Natural-language object grounding data:
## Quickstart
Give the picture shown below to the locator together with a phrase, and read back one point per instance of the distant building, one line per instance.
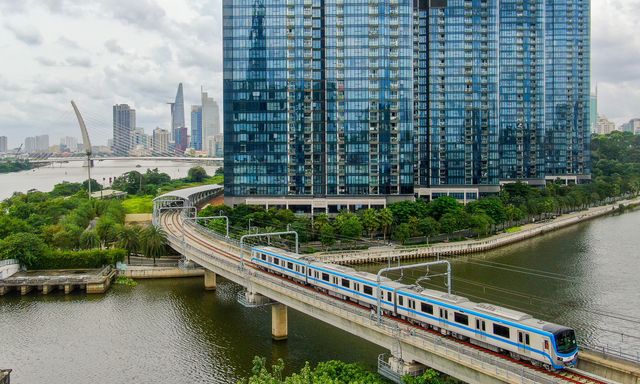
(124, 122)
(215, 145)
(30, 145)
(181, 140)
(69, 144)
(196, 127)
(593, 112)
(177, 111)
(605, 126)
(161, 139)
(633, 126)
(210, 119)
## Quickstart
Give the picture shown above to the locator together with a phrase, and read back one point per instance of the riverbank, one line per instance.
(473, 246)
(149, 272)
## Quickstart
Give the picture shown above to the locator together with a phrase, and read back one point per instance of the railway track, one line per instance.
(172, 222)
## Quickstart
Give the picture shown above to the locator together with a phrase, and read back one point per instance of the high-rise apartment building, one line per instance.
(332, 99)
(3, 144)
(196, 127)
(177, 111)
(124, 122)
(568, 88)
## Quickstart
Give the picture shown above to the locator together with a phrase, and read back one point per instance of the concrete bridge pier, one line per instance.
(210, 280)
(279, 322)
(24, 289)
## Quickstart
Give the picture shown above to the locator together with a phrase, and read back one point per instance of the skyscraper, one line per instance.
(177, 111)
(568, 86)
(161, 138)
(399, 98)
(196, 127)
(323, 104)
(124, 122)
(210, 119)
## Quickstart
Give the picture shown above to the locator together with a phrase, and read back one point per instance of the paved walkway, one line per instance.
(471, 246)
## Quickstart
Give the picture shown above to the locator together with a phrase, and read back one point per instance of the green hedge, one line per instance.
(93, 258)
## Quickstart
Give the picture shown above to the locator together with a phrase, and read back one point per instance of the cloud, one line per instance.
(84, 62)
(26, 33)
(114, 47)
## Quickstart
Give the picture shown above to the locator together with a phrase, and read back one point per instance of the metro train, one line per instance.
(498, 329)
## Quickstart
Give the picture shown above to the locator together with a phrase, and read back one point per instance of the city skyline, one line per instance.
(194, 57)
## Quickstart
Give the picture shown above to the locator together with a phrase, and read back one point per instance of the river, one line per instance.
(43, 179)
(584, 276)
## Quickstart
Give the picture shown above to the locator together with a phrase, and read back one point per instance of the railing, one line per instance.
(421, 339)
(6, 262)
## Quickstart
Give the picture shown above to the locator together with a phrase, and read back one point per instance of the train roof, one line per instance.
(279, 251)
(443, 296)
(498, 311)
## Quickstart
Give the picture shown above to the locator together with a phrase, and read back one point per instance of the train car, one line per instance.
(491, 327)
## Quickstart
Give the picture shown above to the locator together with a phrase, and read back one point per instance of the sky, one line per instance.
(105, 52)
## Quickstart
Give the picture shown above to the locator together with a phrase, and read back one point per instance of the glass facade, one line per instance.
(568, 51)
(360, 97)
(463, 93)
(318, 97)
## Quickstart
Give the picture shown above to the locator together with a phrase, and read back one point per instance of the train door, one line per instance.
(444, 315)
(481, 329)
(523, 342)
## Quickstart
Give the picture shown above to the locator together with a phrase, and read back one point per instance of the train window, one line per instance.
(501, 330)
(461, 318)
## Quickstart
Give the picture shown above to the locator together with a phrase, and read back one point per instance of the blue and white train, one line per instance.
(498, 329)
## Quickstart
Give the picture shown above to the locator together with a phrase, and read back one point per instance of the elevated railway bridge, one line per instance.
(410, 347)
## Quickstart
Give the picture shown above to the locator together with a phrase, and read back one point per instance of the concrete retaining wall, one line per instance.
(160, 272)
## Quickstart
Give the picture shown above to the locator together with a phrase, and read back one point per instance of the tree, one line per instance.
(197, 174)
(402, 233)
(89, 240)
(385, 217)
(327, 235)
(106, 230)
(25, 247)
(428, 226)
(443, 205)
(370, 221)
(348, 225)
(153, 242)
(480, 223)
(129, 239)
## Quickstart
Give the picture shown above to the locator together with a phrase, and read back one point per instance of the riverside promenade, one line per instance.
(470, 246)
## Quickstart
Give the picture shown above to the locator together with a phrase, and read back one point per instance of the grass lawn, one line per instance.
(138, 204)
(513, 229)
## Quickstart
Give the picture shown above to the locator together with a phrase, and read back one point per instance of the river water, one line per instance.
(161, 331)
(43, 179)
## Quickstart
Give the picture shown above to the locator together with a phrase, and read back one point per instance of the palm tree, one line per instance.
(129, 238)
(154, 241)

EXERCISE:
Write the records out in full, word for word; leave every picture behind.

SOLUTION FOR THIS EXERCISE:
## Quickstart
Give the picture shown below to the locator together with a phrase, and read back one point per instance of the distant building, one line per instance.
(124, 122)
(215, 145)
(30, 145)
(181, 140)
(69, 144)
(196, 127)
(593, 112)
(177, 111)
(605, 126)
(161, 139)
(633, 126)
(210, 119)
## Quickstart
Give the picture shown above to the locator together with a phrase, and read back one point per instance of the riverbank, one line per instance.
(473, 246)
(149, 272)
## Quickstart
Give the picture shown above to the locator together with a phrase, and read back one point per instance of the railway track, one line per instance.
(172, 222)
## Quickstart
Give the picture shown above to the locator together with a phrase, and read back one point per instance of the high-rise apartment building, one line per instance.
(332, 99)
(3, 144)
(196, 127)
(177, 111)
(124, 122)
(568, 88)
## Quickstart
Give the picture shown above to the locator together with a phrase, and read back one point per instance of the concrete bridge pier, one line per instance.
(210, 280)
(279, 322)
(24, 289)
## Quickstart
Give the picture shown above to the locator together with a phrase, and read back one point per instance of the skyscraper, one line per instance.
(177, 111)
(568, 86)
(161, 138)
(399, 98)
(196, 127)
(323, 104)
(124, 122)
(210, 119)
## Quickstart
Give the picture shown above to the locator together with a phrase, and read back one point per instance of the paved walkway, one line per instance.
(471, 246)
## Quickstart
Give the picture shown above to the locator together with a phrase, and read back one point per instance of the green hedge, one line per instance.
(93, 258)
## Quickstart
Give the picture shown above to the locator together with a phrase, and read back one point per instance of the cloud, one line per instance.
(84, 62)
(26, 33)
(114, 47)
## Quickstart
Give the picture shown above to the locator together with a phrase, and read back one point per instance of the metro train, one line per instance.
(498, 329)
## Quickstart
Give the picture shown above to the locator together with a phrase, and read back one point per instance of the city skyline, one line per instance.
(194, 57)
## Quickstart
Give the picture shown above to the locator together with a phrase, and read back one point per instance of the river, one line per instance.
(43, 179)
(584, 276)
## Quickstart
Give the picture shown above to the locator together with a phrase, and read back one point per instance of the railing, one line per instance.
(421, 339)
(6, 262)
## Quickstart
Give the picture shown above to the locator together with a phrase, and read back one point per instance of the train roof, one line per instance.
(279, 251)
(443, 296)
(498, 311)
## Quickstart
Give the picture shown above to the locator together with a phrase, and read back one point per instance of the train car, one line per instance.
(491, 327)
## Quickstart
Give the picture shown above to the locator together with a phrase, and read back one point per instance of the sky, one line per instance.
(105, 52)
## Quickstart
Give the picture shown above to the locator together with a phrase, and read back one point per instance of the glass facade, one line per instance.
(568, 51)
(360, 97)
(463, 93)
(318, 97)
## Quickstart
Give the picture shown above to the locator together with a phrase, and read back one point per instance of the train door, one line per instance.
(444, 315)
(481, 329)
(523, 342)
## Quickstart
Give the picture shown above to the locator together with a phrase, and read back one point per instance of the train window, one line per instance.
(501, 330)
(461, 318)
## Quickstart
Give the picture shown above to the locator together with a phrase, and read back one point per instance of the blue and white train, one line per instance.
(498, 329)
## Quickstart
Give the picture shown above to the locator together with a phrase, and read back one point per instance of the elevated railway bridge, one line per instance.
(410, 347)
## Quickstart
Give the picture shown above to the locator together with a phrase, and read back one point per instance of the concrete retaining wall, one line per instance.
(160, 272)
## Quickstart
Give the picture shown above to the locator together with a phrase, and read back one point per instance of the tree, one line per instance.
(197, 174)
(402, 233)
(89, 240)
(385, 217)
(327, 235)
(106, 230)
(25, 247)
(428, 226)
(443, 205)
(370, 221)
(348, 225)
(153, 242)
(480, 223)
(129, 239)
## Quickstart
Give the picture shown above to the locator together with a phrase, and read back one point per instance of the riverside promenade, one line per instance.
(470, 246)
## Quickstart
Give the picture shown above to the locator together with a phrase, and read back one point per instance of the grass lawn, one line per instance.
(138, 204)
(513, 229)
## Quickstart
Give the picture shown above to the locator together with a phrase, and read back one point per instance of the river water, one line per instance.
(161, 331)
(43, 179)
## Quickstart
Give the picture shown above to the locator together with a phrase, and read back one point per instance of the palm tree, one line per instance.
(129, 238)
(154, 241)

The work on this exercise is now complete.